— Start of Excerpted passage —
How Wealth Co-opted Conservative Politics

Revolt of the Rich: How the Politics of the 1970s Widened America’s Class Divide

by David N. Gibbs 

Columbia University Press 

392 pp., $30.00

In the 1970s, neither my friends nor I would have flinched if any of the fathers in our upper-middle-class social circle had gone out for a beer with the gas station attendant who changed their oil. Our mothers shared a cup of coffee with the cleaning lady before going grocery shopping. Such interclass encounters didn’t register with us kids. We were too busy mowing lawns, parking cars, and stocking shelves to pay for Led Zeppelin albums and subscriptions to National Lampoon. Besides, the gas station guy’s son played shortstop on our high school baseball team. And the cleaning lady’s daughter shared makeup tips with our sisters.

Skip ahead to yesterday. How many nights would you guess that Netflix founder Reed Hastings has spent in a dive bar with his plumber, explaining his multimillion-dollar donations to Kamala Harris? How many stress-free unpaid internships have the coddled progeny of Harris supporters, like Blackrock CEO Larry Fink or Apple widow Laurene Powell Jobs, toiled at to impress Ivy League admissions staff? Everyone knows the ultrawealthy have destroyed the American Dream. If you’re wondering how they pulled it off, David Gibbs’ Revolt of the Rich provides a good answer. “America’s shift toward wealth concentration was the product of pressures from economic elites,” Gibbs writes. That much is intuitively obvious; however, Gibbs’ historical sleuthing provides the illuminating backstory to that pithy summation.
— End of Excerpted passage —
— Start of Extracted data —
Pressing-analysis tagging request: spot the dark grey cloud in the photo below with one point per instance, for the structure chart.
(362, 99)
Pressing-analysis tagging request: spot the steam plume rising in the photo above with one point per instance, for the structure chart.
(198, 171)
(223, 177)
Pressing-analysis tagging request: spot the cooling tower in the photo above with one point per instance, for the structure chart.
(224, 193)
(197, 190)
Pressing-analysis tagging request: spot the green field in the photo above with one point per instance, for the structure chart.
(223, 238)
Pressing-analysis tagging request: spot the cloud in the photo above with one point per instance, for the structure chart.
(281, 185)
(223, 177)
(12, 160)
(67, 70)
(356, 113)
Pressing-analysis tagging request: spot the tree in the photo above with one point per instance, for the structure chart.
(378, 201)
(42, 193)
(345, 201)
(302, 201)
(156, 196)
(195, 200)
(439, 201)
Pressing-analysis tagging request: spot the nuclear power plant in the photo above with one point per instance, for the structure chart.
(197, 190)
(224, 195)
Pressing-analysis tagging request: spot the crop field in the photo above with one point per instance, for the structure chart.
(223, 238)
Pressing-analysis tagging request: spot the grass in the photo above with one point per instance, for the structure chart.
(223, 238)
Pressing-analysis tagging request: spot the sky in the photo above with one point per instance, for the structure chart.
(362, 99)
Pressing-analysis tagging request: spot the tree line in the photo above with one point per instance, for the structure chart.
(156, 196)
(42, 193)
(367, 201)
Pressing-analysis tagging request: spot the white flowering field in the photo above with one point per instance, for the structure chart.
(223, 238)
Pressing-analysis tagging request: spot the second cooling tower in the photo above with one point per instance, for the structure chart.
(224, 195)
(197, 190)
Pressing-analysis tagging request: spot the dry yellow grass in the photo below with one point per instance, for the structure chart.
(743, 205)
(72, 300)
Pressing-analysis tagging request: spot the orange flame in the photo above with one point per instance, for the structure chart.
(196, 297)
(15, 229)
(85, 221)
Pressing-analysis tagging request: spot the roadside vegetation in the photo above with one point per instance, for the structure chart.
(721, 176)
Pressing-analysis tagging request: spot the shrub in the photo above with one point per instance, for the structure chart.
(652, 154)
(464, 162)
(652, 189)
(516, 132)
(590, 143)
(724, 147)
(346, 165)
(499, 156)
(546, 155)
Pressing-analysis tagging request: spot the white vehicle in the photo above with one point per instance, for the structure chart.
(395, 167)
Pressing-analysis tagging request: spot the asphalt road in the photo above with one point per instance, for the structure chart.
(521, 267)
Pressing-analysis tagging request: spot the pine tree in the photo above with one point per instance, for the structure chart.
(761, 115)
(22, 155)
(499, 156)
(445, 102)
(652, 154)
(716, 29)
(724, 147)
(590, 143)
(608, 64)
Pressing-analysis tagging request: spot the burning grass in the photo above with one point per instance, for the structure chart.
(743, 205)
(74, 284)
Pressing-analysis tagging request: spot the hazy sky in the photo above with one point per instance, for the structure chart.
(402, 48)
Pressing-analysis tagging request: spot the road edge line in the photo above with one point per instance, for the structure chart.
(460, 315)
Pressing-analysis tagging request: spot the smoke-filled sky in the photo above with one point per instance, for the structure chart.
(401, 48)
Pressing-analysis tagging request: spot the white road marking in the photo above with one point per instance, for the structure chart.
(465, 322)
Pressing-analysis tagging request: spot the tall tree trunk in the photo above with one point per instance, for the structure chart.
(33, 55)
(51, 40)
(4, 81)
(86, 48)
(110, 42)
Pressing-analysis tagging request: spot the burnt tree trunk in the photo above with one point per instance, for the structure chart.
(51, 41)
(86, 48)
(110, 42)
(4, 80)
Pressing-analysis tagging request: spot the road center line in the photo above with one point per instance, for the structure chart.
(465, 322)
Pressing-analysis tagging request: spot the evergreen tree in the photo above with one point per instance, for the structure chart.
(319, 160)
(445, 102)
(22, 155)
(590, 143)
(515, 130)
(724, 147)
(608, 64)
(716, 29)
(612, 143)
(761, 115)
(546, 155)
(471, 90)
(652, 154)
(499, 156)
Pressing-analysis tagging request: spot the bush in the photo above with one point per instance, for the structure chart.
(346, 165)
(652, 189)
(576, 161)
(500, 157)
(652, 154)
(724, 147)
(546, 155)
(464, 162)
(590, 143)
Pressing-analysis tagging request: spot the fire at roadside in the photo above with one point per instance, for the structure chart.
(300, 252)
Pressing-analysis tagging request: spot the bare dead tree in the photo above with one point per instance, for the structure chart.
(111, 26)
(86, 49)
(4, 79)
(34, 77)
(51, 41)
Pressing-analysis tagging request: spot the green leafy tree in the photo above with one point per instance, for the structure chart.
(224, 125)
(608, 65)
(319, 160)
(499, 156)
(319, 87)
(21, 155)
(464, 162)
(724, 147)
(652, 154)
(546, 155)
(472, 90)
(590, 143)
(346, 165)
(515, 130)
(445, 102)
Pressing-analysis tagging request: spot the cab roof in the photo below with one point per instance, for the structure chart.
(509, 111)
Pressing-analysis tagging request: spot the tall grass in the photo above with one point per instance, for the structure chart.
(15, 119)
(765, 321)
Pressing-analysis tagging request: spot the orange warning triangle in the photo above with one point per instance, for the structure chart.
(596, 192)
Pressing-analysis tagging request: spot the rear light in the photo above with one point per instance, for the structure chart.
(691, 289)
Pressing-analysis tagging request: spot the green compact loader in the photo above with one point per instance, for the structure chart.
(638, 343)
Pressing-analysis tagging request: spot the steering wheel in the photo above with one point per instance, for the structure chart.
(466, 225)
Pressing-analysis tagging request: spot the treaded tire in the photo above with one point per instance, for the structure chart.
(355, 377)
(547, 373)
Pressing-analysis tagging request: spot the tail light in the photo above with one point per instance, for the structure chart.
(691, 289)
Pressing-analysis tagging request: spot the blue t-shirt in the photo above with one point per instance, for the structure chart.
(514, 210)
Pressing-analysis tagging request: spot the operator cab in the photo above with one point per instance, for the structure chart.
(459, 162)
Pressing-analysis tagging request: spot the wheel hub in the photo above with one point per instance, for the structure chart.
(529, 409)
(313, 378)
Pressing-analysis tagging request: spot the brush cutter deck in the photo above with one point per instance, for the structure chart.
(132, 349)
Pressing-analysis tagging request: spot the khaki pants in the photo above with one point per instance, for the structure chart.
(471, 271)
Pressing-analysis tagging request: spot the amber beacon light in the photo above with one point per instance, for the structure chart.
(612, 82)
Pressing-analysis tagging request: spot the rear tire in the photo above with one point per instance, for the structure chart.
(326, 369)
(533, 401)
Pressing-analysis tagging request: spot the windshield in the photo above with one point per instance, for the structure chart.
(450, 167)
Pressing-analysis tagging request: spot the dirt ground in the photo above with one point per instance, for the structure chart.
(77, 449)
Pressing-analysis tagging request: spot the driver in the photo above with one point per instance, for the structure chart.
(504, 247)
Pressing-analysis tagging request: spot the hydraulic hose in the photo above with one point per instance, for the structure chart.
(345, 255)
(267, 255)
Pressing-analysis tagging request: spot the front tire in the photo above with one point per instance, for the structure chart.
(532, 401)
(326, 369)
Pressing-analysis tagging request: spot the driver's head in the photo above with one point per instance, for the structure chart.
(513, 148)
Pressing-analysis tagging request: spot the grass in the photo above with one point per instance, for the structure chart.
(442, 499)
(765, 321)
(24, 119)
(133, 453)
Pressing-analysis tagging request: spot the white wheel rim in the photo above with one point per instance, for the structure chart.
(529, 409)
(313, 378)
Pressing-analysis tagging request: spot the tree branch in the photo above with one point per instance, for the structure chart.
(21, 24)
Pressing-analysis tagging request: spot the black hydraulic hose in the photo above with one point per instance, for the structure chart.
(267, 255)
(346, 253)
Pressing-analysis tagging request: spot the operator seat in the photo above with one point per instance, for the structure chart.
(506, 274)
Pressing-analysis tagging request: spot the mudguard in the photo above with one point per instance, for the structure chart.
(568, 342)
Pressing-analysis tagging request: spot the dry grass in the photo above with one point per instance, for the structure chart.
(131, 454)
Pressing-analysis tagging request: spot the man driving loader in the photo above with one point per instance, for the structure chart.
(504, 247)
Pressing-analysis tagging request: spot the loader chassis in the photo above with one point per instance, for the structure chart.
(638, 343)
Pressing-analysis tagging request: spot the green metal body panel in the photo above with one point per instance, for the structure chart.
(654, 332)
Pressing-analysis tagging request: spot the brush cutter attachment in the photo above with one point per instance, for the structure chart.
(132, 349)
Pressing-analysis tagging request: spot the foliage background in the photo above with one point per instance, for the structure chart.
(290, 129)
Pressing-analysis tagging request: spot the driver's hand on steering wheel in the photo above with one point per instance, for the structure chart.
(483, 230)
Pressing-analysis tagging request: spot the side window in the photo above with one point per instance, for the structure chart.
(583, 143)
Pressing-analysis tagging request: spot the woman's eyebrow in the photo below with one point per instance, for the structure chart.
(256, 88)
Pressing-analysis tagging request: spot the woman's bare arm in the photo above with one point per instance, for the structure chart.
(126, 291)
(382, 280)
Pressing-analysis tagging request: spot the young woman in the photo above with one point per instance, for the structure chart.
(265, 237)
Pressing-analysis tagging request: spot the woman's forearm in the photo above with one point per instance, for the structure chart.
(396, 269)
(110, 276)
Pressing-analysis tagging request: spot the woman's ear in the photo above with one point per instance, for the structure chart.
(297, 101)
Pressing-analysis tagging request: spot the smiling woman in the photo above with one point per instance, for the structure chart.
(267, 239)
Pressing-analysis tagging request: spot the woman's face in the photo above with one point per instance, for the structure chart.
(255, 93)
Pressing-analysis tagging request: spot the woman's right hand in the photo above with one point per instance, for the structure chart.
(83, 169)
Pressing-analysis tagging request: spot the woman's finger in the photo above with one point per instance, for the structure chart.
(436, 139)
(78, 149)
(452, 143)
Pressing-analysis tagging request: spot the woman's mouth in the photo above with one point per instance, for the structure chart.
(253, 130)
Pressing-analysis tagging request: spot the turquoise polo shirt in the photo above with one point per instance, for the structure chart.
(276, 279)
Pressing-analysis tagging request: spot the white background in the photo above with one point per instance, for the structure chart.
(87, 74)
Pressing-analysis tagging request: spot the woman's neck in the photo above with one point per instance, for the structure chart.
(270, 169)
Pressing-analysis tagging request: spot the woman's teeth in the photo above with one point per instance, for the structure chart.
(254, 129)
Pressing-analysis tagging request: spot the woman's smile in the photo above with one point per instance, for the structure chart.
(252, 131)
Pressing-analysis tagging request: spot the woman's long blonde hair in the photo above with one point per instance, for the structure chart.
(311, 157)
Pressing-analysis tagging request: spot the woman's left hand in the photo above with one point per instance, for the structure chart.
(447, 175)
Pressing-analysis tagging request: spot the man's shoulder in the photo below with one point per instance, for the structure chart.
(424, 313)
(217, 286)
— End of Extracted data —
* **Task instructions**:
Copy the passage of the book review that opens with the words "Revolt of the Rich: How" and closes with "with our sisters.". The records were taken from a different source than the book review.

* **Task answer**:
Revolt of the Rich: How the Politics of the 1970s Widened America’s Class Divide

by David N. Gibbs 

Columbia University Press 

392 pp., $30.00

In the 1970s, neither my friends nor I would have flinched if any of the fathers in our upper-middle-class social circle had gone out for a beer with the gas station attendant who changed their oil. Our mothers shared a cup of coffee with the cleaning lady before going grocery shopping. Such interclass encounters didn’t register with us kids. We were too busy mowing lawns, parking cars, and stocking shelves to pay for Led Zeppelin albums and subscriptions to National Lampoon. Besides, the gas station guy’s son played shortstop on our high school baseball team. And the cleaning lady’s daughter shared makeup tips with our sisters.